_TO BE DONE_. Recast the records as a JSON list of strings, one string per line, starting at the first line and stopping after the line that contains "[(49, 65), (55, 60)]". Leave out blank lines and the pictures.
-- Start of SOURCE RECORDS --
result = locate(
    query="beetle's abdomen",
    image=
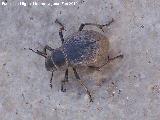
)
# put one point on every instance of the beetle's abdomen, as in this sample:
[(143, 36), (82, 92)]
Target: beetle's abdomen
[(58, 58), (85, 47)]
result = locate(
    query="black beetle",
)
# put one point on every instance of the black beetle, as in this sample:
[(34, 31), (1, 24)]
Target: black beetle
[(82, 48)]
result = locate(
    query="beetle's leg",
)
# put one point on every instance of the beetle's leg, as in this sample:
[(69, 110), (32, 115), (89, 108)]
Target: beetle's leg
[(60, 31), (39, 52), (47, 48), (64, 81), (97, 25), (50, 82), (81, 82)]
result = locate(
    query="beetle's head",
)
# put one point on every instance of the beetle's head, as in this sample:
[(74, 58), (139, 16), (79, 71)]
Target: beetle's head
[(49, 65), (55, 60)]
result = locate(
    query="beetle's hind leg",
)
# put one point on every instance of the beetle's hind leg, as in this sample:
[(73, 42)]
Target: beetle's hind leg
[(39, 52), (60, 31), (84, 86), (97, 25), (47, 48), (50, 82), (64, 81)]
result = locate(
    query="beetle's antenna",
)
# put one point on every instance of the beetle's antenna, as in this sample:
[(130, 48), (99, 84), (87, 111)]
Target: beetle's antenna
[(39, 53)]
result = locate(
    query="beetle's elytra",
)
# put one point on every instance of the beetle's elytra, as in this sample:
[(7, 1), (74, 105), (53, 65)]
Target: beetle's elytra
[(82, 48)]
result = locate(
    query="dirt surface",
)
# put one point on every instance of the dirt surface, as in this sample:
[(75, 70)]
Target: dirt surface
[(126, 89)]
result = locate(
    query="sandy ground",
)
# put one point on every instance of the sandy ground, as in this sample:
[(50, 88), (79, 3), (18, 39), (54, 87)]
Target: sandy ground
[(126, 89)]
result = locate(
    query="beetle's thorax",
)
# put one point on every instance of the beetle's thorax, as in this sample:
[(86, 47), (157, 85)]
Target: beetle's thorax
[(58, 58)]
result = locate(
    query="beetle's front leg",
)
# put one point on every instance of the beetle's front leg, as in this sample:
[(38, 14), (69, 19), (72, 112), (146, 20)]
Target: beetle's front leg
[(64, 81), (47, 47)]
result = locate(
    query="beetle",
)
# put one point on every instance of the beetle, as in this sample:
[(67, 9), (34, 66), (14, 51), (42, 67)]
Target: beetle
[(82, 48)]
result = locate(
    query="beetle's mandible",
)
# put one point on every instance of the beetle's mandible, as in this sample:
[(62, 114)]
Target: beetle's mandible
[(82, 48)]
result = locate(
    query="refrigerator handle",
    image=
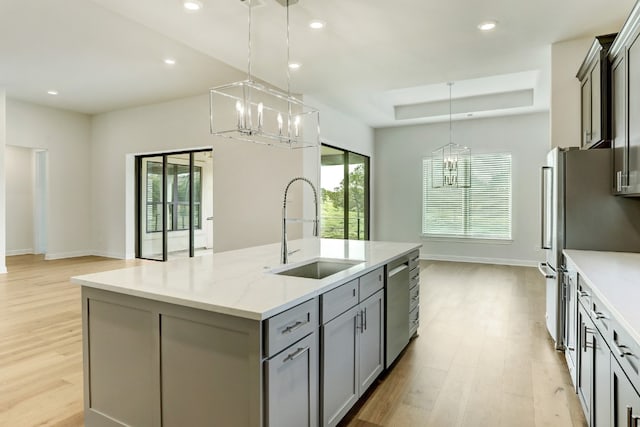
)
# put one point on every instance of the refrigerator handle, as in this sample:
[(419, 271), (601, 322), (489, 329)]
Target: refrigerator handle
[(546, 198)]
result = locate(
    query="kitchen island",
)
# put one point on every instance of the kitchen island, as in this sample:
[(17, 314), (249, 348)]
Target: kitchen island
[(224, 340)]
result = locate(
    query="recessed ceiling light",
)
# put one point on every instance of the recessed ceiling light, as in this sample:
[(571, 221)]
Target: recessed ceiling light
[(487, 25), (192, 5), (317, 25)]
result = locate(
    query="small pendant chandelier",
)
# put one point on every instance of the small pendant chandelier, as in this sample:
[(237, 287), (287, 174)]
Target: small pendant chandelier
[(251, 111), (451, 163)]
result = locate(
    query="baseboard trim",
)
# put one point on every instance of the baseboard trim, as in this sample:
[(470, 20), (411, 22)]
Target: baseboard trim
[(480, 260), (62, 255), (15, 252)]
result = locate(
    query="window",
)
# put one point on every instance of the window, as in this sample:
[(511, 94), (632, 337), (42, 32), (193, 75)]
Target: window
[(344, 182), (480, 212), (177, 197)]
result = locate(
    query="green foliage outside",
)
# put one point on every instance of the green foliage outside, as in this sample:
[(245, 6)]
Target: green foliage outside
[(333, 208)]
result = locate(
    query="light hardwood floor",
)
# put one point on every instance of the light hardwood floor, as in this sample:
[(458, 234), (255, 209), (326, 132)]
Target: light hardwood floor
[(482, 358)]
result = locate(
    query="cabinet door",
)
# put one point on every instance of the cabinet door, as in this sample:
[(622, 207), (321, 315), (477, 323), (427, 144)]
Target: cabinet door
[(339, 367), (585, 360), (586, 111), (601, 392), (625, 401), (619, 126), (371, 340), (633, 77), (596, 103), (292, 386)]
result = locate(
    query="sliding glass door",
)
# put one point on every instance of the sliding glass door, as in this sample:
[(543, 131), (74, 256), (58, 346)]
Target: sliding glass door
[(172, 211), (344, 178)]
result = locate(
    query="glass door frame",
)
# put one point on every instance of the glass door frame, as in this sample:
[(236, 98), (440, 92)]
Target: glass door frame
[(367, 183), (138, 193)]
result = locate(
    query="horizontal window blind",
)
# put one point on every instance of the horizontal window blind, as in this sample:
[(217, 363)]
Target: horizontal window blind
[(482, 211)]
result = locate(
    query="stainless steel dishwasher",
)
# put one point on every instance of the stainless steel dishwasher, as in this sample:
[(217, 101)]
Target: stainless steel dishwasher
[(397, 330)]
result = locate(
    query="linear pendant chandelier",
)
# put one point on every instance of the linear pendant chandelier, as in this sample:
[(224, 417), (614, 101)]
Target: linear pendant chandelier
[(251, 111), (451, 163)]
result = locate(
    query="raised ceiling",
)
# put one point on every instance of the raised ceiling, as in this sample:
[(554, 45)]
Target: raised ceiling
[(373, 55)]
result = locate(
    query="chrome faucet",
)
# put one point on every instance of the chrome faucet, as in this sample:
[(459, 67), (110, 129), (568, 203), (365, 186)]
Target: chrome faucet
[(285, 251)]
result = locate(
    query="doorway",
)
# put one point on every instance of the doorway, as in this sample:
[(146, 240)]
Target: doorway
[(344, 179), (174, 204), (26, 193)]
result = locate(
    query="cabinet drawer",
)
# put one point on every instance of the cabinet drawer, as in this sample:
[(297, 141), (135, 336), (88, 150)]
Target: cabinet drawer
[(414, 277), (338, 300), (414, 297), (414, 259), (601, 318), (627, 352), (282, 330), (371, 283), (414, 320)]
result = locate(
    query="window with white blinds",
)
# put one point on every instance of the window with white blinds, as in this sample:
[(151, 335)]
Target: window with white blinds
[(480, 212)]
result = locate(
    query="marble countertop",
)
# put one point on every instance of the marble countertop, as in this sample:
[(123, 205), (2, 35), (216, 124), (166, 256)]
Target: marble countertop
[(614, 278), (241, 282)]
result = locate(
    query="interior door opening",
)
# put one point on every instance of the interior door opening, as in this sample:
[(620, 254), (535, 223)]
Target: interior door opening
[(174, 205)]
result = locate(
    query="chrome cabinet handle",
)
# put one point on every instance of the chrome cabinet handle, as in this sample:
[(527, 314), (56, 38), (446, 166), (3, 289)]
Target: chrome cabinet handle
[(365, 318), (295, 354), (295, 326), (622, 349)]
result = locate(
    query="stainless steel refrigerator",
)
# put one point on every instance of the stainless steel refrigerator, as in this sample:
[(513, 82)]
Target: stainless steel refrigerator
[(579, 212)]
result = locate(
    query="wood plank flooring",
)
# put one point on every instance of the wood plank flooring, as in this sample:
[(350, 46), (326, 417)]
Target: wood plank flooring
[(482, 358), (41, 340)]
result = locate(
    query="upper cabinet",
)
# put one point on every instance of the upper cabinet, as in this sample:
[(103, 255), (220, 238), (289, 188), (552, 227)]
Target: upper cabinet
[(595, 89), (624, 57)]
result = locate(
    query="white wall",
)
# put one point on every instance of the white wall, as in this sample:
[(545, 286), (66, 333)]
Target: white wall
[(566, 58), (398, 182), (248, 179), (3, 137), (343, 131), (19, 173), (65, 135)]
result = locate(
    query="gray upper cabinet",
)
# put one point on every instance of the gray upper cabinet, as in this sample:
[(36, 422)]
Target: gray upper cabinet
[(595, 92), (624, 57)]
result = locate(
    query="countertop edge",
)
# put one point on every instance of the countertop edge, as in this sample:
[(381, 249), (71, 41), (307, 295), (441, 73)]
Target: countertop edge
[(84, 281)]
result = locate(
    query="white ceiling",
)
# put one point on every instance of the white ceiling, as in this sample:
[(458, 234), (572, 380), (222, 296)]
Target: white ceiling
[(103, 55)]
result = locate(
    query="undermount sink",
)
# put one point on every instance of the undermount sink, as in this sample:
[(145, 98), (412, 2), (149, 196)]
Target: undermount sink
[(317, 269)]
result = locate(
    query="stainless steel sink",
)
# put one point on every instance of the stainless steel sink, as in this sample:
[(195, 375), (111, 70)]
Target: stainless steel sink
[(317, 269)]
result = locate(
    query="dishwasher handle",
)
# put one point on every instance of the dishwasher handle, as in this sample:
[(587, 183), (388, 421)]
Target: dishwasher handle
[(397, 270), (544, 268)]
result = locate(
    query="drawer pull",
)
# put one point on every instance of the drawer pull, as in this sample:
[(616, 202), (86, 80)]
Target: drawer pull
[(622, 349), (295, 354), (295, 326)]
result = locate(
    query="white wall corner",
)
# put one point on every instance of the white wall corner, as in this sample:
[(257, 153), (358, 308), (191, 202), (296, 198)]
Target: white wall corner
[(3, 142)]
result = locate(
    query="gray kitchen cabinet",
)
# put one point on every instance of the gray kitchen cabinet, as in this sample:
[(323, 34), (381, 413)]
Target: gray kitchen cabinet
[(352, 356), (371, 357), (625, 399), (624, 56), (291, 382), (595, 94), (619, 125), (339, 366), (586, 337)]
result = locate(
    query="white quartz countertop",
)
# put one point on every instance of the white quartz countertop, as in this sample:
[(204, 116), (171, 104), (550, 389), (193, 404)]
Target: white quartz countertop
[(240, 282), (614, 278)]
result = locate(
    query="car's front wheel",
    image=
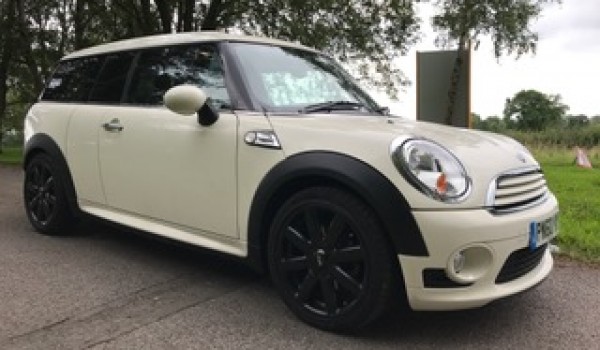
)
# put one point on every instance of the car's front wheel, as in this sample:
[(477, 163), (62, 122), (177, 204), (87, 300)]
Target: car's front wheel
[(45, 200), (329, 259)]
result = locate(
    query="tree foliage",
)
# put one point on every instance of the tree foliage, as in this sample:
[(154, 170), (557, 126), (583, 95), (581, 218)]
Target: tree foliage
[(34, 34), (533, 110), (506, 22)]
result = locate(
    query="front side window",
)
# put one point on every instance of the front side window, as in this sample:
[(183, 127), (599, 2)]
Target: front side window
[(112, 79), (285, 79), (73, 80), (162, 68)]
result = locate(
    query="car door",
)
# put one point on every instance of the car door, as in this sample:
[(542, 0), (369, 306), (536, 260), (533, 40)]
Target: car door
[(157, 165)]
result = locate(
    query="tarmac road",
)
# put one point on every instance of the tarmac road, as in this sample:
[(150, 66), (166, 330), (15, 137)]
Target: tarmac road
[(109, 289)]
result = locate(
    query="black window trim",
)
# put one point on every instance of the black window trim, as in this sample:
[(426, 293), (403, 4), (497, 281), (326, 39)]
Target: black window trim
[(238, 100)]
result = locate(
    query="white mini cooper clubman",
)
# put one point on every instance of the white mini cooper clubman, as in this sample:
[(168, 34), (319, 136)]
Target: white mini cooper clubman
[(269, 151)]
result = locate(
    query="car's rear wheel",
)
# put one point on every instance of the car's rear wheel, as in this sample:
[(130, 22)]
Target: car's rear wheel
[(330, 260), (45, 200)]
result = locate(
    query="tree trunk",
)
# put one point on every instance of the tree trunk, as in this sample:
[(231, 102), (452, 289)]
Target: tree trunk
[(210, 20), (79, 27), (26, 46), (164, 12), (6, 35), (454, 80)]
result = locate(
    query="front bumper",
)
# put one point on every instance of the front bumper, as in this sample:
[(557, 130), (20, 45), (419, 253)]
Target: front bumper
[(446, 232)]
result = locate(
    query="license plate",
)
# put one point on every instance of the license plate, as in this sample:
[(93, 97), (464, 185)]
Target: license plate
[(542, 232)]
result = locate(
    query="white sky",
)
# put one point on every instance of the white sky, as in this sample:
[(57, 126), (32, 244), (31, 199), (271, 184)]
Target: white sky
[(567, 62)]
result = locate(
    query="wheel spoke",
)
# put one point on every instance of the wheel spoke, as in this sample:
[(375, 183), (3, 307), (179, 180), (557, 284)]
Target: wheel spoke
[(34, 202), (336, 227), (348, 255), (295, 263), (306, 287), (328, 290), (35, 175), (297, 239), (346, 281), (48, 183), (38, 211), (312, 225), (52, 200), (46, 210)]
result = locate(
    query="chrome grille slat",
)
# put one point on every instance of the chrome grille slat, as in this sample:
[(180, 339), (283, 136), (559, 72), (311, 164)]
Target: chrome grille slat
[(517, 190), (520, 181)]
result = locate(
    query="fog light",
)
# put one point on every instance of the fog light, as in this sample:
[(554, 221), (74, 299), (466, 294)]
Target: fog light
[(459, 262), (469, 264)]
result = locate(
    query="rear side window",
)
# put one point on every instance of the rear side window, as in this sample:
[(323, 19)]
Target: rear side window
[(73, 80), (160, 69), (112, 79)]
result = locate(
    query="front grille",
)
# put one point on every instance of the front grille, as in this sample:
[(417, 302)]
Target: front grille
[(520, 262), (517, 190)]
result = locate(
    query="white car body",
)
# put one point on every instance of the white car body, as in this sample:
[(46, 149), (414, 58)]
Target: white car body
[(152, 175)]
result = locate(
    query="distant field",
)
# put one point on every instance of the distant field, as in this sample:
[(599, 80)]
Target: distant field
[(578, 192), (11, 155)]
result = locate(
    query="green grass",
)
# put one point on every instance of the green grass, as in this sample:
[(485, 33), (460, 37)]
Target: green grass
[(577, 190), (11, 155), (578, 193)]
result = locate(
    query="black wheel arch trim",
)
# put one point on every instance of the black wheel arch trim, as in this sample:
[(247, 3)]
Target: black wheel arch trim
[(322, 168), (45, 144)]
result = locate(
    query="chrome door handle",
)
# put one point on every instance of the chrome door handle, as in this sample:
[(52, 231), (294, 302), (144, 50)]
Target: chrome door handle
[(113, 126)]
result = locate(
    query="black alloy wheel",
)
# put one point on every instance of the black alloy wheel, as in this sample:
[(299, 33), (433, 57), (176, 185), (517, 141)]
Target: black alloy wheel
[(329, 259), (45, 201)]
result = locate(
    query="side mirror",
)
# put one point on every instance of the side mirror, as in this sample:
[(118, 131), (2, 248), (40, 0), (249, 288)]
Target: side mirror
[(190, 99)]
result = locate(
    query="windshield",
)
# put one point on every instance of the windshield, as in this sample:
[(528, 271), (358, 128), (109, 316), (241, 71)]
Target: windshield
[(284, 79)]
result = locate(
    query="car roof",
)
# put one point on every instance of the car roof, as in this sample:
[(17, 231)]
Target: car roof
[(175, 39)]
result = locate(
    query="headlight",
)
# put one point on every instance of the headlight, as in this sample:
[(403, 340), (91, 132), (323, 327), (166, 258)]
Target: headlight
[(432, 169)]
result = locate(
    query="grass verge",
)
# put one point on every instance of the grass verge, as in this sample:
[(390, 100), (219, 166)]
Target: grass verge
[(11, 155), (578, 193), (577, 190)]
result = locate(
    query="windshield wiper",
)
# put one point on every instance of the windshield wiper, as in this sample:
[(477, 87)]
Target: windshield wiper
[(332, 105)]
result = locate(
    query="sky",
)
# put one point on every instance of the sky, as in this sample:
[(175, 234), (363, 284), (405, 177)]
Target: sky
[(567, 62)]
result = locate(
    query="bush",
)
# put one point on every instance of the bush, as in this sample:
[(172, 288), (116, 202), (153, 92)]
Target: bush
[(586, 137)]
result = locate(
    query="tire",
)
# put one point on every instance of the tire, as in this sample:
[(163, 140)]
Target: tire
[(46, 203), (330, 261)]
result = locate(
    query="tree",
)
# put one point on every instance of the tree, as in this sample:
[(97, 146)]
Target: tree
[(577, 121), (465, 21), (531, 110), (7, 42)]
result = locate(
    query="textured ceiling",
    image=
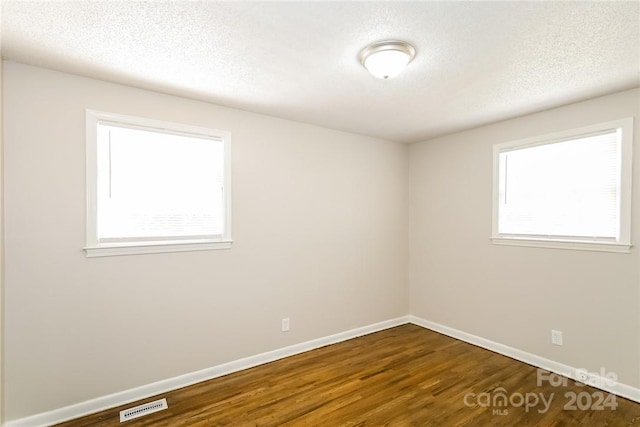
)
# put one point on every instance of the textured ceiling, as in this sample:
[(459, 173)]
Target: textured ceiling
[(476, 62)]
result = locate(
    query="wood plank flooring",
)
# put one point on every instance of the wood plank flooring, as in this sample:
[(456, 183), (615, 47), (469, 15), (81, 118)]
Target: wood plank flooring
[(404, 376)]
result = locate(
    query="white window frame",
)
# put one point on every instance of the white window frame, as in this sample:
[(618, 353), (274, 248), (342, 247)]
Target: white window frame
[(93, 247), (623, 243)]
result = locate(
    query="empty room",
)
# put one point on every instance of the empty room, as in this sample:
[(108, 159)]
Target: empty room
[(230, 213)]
-- End of SOURCE RECORDS --
_ANSWER TO THIS PROBLEM_.
[
  "result = locate(",
  "    query=\"beetle's abdomen\",",
  "    image=",
  ")",
  "# put one point on every instance of the beetle's abdomen, as in this sample:",
  "[(143, 36), (82, 92)]",
  "Target: beetle's abdomen",
  "[(58, 58), (85, 47)]",
  "result = locate(",
  "    query=\"black beetle\",",
  ")",
  "# put one point on every instance of the black beetle, as in this sample:",
  "[(34, 31), (1, 24)]",
  "Target: black beetle",
  "[(82, 48)]",
  "result = locate(",
  "    query=\"beetle's leg\",",
  ")",
  "# put one point on every instance of the beetle's leg, as in this sample:",
  "[(69, 110), (32, 115), (89, 108)]",
  "Target: beetle's leg",
  "[(60, 31), (39, 52), (47, 48), (64, 81), (97, 25), (50, 82), (81, 82)]",
  "result = locate(",
  "    query=\"beetle's head\",",
  ")",
  "# put one point on every instance of the beetle's head, as in this sample:",
  "[(74, 58), (139, 16), (79, 71)]",
  "Target: beetle's head",
  "[(49, 65), (55, 60)]"
]